◆ Problem
Rewrite all of the data below, replacing "one dot per instance" with "a single point per instance" at every occurrence and changing nothing else.

== Provided information ==

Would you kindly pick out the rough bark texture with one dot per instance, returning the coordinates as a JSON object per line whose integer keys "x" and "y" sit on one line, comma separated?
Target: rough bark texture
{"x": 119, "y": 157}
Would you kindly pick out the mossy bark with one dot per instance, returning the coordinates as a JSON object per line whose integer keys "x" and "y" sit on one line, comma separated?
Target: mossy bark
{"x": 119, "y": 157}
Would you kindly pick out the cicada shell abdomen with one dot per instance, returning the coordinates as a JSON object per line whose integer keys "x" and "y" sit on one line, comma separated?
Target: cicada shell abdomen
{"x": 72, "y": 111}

===

◆ The reply
Would you kindly pick out the rough bark texture with a single point per instance, returning the coordinates as a JSON object per line whose integer keys "x" and "y" sit on one line, comma separated?
Target: rough bark texture
{"x": 119, "y": 157}
Would you kindly pick out the mossy bark with a single point per instance, returning the coordinates as a JSON object per line whose integer keys "x" and "y" sit on one line, comma separated?
Target: mossy bark
{"x": 119, "y": 157}
Would you kindly pick out the cicada shell abdomen with a single point per instance, returning the coordinates as a JSON object per line whose integer keys "x" and "y" sit on one line, comma separated?
Target: cicada shell abdomen
{"x": 72, "y": 111}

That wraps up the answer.